Exercise ▸ Using the records below, transcribe word for word the stretch from the line that contains "point: bare soil" through the line that contains "point: bush -- drop", both end lines included, and nothing else.

Image point grounding data ▸
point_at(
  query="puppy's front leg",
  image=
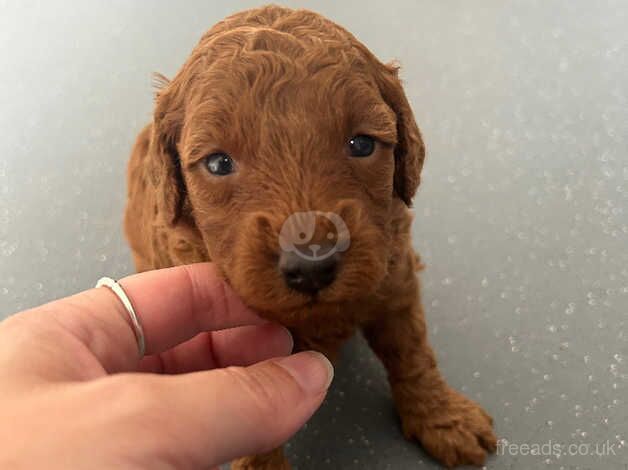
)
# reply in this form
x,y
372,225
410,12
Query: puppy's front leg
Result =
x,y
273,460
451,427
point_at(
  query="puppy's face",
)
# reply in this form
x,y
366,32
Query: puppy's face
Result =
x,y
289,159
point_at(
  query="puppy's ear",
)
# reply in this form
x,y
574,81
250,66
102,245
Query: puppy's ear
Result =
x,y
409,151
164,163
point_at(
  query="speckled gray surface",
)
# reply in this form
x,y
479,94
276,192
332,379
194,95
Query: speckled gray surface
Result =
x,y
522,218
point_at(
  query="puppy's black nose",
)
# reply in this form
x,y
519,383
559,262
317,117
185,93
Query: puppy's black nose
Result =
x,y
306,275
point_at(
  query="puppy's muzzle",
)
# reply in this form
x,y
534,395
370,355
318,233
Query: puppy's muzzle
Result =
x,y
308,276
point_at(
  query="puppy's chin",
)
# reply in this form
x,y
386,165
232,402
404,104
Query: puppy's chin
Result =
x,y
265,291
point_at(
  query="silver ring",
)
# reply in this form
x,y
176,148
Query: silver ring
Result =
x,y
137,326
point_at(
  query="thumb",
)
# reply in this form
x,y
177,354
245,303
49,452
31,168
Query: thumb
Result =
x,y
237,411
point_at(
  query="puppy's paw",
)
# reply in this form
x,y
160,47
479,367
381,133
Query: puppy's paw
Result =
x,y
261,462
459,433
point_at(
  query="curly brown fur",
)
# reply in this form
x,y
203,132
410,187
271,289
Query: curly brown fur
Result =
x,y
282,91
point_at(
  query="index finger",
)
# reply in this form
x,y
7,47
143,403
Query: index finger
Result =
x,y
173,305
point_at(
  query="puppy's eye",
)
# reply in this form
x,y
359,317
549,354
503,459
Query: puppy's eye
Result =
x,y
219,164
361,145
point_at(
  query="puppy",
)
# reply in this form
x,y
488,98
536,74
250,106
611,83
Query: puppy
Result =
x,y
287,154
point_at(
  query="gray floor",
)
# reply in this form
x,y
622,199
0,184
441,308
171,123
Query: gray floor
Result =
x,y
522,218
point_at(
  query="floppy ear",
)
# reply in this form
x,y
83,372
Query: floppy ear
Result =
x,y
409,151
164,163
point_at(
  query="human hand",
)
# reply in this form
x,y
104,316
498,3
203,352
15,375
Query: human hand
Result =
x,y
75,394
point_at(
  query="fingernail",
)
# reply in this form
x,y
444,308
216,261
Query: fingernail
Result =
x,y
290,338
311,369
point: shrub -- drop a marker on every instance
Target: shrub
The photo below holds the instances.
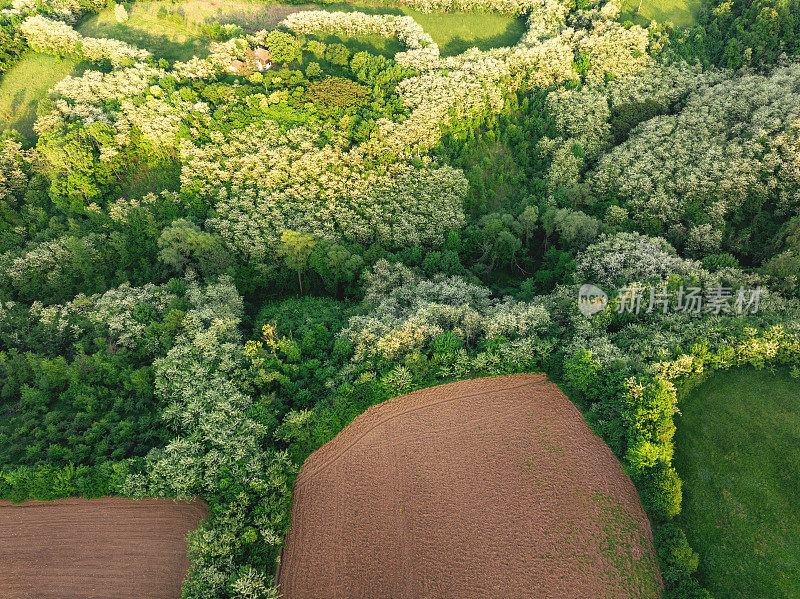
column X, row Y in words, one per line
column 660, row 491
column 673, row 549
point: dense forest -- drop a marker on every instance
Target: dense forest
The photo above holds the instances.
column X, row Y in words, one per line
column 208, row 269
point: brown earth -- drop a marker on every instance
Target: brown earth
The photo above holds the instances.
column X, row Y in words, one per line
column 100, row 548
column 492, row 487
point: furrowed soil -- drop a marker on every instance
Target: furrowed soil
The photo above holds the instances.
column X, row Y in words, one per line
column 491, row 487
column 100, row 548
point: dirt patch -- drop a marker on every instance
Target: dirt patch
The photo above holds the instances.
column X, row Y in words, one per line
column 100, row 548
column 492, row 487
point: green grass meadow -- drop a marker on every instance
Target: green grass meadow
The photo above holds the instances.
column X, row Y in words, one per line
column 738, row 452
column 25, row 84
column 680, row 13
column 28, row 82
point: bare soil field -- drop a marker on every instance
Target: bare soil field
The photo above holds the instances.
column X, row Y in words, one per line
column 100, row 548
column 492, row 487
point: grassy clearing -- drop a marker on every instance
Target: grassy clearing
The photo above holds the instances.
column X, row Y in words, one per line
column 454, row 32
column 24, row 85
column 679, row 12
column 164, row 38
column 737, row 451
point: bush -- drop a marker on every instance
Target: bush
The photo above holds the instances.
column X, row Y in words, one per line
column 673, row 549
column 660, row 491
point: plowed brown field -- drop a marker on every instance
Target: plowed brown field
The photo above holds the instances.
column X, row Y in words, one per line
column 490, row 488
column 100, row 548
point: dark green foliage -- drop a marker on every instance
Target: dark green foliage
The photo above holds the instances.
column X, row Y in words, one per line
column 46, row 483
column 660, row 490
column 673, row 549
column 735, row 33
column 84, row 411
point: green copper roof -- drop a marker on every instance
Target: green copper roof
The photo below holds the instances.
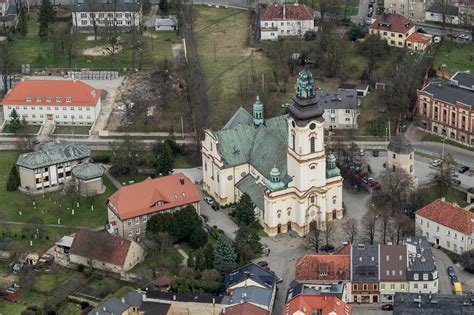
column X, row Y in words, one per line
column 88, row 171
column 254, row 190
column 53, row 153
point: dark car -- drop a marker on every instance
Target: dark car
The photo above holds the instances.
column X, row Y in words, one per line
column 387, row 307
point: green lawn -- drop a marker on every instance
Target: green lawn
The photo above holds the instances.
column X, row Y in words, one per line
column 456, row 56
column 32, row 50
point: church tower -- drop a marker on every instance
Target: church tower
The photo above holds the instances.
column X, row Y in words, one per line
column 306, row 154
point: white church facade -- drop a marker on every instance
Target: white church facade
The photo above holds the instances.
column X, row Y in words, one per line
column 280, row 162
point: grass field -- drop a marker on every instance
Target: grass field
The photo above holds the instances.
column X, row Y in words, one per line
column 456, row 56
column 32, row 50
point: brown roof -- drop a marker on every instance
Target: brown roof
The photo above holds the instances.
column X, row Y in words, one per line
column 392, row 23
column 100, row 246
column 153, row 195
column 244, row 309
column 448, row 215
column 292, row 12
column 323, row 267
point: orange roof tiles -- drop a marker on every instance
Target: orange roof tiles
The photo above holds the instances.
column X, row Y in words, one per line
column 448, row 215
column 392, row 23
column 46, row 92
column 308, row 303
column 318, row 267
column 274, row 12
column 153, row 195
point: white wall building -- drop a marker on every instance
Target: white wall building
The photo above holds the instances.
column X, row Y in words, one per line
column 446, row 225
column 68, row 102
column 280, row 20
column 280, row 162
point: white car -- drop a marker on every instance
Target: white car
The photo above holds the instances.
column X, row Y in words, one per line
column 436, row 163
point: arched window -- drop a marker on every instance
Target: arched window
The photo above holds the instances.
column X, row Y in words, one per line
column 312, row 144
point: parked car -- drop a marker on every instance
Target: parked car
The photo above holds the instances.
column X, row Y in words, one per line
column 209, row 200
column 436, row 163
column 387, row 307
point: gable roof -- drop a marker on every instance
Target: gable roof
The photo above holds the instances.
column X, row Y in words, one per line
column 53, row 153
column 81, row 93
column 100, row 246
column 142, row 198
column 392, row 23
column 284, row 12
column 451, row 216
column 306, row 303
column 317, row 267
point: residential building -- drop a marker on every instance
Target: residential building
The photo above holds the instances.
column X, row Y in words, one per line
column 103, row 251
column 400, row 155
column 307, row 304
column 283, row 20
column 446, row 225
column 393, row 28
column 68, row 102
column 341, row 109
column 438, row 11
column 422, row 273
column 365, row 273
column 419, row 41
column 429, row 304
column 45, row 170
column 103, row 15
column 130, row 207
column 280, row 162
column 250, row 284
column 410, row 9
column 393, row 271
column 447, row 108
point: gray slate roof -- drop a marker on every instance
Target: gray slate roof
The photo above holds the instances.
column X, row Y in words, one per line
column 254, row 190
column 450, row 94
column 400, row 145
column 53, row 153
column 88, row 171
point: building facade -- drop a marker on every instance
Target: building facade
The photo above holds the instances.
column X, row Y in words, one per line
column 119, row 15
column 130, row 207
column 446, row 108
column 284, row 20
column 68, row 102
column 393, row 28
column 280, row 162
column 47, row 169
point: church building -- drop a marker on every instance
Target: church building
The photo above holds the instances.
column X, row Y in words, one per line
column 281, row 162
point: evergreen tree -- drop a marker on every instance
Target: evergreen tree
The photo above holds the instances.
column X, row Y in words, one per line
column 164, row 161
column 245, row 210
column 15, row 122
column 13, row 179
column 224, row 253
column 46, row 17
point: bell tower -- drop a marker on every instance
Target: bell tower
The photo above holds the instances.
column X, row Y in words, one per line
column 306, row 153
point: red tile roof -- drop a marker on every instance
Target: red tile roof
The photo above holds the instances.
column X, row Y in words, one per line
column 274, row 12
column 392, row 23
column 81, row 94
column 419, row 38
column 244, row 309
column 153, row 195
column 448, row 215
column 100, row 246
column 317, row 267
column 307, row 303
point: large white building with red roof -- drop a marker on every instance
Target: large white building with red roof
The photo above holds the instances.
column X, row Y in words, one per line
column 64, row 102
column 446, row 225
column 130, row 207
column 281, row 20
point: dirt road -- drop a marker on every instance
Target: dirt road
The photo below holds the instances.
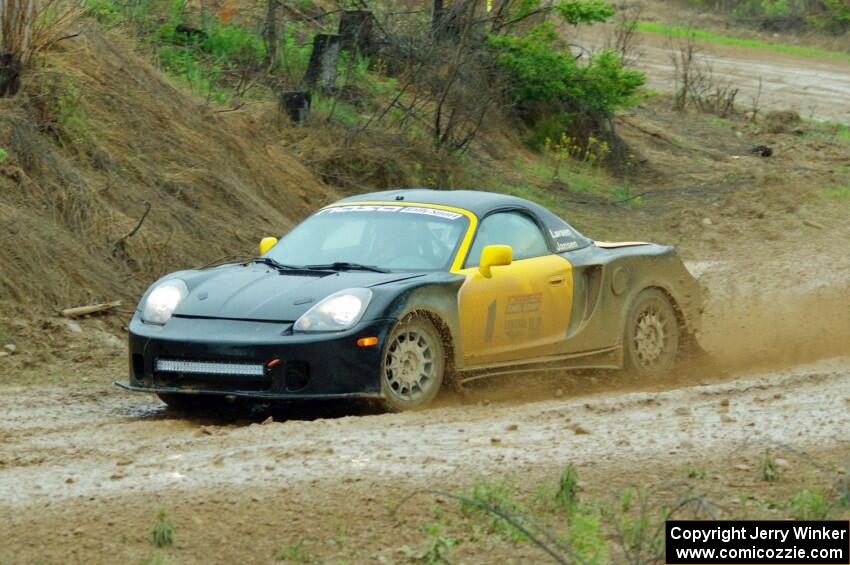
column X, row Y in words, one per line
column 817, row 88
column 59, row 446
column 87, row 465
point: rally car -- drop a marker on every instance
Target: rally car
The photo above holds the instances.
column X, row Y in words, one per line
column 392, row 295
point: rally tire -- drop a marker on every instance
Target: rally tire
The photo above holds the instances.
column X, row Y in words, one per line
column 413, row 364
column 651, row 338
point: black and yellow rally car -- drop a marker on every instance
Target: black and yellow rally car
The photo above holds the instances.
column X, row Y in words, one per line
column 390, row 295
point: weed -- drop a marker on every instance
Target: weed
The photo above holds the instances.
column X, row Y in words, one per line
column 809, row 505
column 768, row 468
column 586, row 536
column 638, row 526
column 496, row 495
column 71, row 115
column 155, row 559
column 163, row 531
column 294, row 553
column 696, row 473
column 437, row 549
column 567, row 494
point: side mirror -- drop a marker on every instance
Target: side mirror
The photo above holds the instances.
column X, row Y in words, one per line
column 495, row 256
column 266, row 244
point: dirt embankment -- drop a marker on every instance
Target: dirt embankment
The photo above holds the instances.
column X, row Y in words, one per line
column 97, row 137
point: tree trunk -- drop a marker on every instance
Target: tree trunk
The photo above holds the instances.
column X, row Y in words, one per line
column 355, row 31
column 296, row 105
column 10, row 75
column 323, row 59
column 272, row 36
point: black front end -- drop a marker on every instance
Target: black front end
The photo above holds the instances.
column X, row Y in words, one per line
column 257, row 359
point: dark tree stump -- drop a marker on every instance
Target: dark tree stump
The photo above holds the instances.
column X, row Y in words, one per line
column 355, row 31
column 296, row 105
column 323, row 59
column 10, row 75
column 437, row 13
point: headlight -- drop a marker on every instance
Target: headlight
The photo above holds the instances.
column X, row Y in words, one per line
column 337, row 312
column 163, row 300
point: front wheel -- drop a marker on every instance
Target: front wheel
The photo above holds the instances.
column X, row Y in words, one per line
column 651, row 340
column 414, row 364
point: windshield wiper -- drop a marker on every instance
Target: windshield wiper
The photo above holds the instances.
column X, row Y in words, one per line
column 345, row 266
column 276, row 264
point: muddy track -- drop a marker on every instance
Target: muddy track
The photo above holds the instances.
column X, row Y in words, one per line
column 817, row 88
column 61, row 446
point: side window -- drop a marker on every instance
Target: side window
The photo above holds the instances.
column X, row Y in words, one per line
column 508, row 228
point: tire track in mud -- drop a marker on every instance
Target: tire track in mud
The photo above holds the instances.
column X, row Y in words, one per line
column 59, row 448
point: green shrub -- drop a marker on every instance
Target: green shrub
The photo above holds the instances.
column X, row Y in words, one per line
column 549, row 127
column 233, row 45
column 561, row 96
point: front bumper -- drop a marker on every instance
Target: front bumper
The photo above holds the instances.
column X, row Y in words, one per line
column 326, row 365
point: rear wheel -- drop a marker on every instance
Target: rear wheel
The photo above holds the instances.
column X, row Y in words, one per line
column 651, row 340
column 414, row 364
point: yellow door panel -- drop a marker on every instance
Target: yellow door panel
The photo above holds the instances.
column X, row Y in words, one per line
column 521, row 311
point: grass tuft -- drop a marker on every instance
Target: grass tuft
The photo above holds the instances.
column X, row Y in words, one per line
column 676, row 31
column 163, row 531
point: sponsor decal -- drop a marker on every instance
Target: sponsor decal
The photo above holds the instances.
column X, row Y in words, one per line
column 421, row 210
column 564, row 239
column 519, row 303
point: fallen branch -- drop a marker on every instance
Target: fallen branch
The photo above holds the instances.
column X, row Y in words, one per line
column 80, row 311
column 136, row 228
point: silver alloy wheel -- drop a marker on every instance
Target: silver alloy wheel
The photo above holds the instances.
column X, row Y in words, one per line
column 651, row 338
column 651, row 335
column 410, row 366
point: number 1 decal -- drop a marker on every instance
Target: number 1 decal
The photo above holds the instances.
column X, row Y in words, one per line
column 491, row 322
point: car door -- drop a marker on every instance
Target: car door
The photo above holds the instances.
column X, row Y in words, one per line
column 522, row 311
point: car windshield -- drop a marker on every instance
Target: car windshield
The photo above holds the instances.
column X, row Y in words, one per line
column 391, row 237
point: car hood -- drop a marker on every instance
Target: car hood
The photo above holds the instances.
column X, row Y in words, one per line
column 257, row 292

Written answer ▸
point: bare soil field -- drop a marker on every instance
Target: bare soil field
The photo above holds the instances.
column X, row Y in words, one per line
column 100, row 548
column 492, row 487
point: grassy clearing -- drop a marker on every instance
Target: grassy clearing
The photo above holds the instances.
column X, row Y in words, one per line
column 454, row 32
column 24, row 85
column 679, row 12
column 164, row 38
column 737, row 451
point: bush -- drop a marker on every instance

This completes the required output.